(Activity list):
1. Answer these questions from the article on the diabetes protein, one line each:
(a) At which institute does Professor Mike McGucki work?
(b) What produced the protein before it was discovered?
(c) What do researchers hope infrequent IL-22 injections could replace?
2. Continue the article on the IL-22 protein and type 2 diabetes from its final sentence.

(Extract to read):
-- Opening Marker --

A protein has been discovered that could treat type 2 diabetes by relieving stress in pancreatic beta cells.
Professor Mike McGucki, from The University of Queensland’s Mater Research Institute-UQ (MRI-UQ), said the protein was discovered after being produced by immune cells.
High blood sugars in type 2 diabetes are underlined by stress in beta cells, which leads to the inability to produce enough insulin and control blood sugars.
What is IL-22?
The protein, known as IL-22 (Interleukin-22), can restore necessary insulin production, control of blood sugar levels and correct insulin sensitivity in responsive tissues.
Stress in beta cells is believed to be central in why people with type 2 diabetes are otherwise unable to do this, with researchers optimistic this finding could lead to infrequent IL-22 injections replacing regular insulin injections.

-- Closing Marker --

(Data for review):
-- Opening Marker --

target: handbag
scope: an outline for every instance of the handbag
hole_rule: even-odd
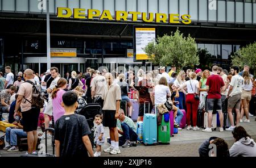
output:
[[[193,89],[193,87],[192,86],[192,85],[191,85],[191,80],[189,80],[189,83],[190,83],[190,86],[191,86],[191,88],[192,89],[192,91],[194,91],[194,90]],[[195,99],[197,100],[200,100],[199,96],[196,93],[194,93],[194,98],[195,98]]]

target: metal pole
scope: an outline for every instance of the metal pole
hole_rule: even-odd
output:
[[[49,31],[49,0],[46,0],[46,22],[47,22],[47,69],[51,68],[51,51],[50,51],[50,31]]]

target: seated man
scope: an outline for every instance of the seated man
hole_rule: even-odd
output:
[[[122,109],[118,112],[117,127],[119,134],[119,145],[123,148],[135,146],[138,137],[136,133],[136,127],[133,120],[125,115]]]
[[[22,115],[20,112],[20,109],[18,111],[18,115],[15,116],[15,120],[13,123],[16,125],[14,127],[7,127],[6,130],[5,138],[6,144],[3,148],[7,152],[18,152],[19,148],[17,145],[17,137],[26,138],[27,133],[23,131],[22,126]]]

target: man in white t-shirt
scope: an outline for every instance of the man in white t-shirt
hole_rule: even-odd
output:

-- Closing Marker --

(Responses in order):
1.
(a) The University of Queensland's Mater Research Institute-UQ (MRI-UQ)
(b) Immune cells
(c) Regular insulin injections

2.
Clinical trials
Clinical trials in patients with diabetes are in the works, as the researchers look to develop prototype therapies with pharmaceutical industries.
While optimistic, McGuckin added: “Whether it revolutionizes diabetes treatment depends on what happens in these clinical trials. Because it is a biological therapy, IL-22 may have side-effects that we have not seen so far in the research, limiting its appropriateness as a treatment.
“However, it also opens up a new pathway for treating diabetes based around the way IL-22 works. In other words, other treatments might not include IL-22, but the pathways that it drives”.